• [Given text]:
[PATCH] drm/sched: Add native dependency support to drm_sched
Donald Robson
Donald.Robson at imgtec.com
Fri Jun 9 09:29:47 UTC 2023
For context, the native dependency support is used in these as yet
unsubmitted files:
https://gitlab.freedesktop.org/sarah-walker-imgtec/powervr/-/blob/dev/v3/drivers/gpu/drm/imagination/pvr_job.c
https://gitlab.freedesktop.org/sarah-walker-imgtec/powervr/-/blob/dev/v3/drivers/gpu/drm/imagination/pvr_queue.c
Thanks,
Donald
On Thu, 2023-06-08 at 14:23 +0100, Donald Robson wrote:
> This patch adds support for 'native' dependencies to DRM scheduler. In
> drivers that use a firmware based scheduler there are performance gains
> to be had by allowing waits to happen in the firmware, as this reduces
> the latency between signalling and job submission. Dependencies that
> can be awaited by the firmware scheduler are termed 'native
> dependencies'. In the new PowerVR driver we delegate the waits to the
> firmware, but it is still necessary to expose these fences within DRM
> scheduler. This is because when a job is cancelled
> drm_sched_entity_kill() registers callback to all the dependencies in
> order to ensure the job finished fence is not signalled before all the
> job dependencies are met, and if they were not exposed the core wouldn't
> be able to guarantee that anymore, and it might signal the fence too
> early leading to potential invalid accesses if other things depend on
> the job finished fence.
>
> All dependencies are handled in the same way up to the point that
> dependencies for a job are being checked. At this stage, DRM scheduler
> will now allow job submission to proceed once it encounters the first
> native dependency in the list - dependencies having been sorted
> beforehand in drm_sched_job_arm() so that native ones appear last. The
> list is sorted during drm_sched_job_arm() because the scheduler isn't
> known until this point, and determining whether a dependency is native
> is via a new drm_gpu_scheduler backend operation.
>
> Native fences are just simple counters that get incremented every time
> some specific execution point is reached, like when a GPU job is done.
> The firmware is in charge of waiting but also updating fences, so it can
> easily unblock any waiters it has internally. The CPU also has access to
> these counters, so it can also check for progress.

• [Recorded data]:
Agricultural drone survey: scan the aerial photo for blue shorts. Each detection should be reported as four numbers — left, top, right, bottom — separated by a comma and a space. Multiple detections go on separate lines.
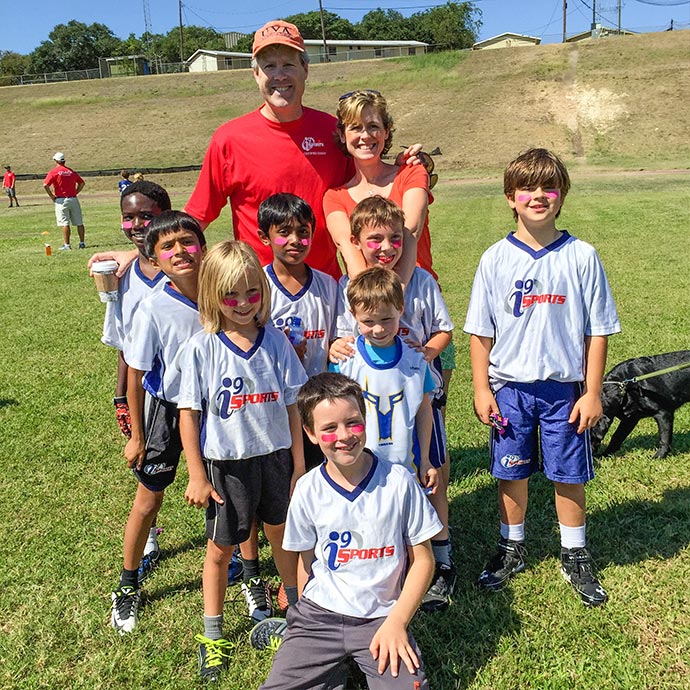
412, 405, 446, 472
489, 381, 594, 484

• [To be done]:
Answer these questions from the DRM scheduler patch text:
(a) What does allowing waits to happen in the firmware reduce?
(b) In which function are a job's dependencies sorted so that native ones appear last?
(c) How are native fences described?

• [Exercise solution]:
(a) The latency between signalling and job submission.
(b) drm_sched_job_arm().
(c) As simple counters that get incremented every time some specific execution point is reached, like when a GPU job is done.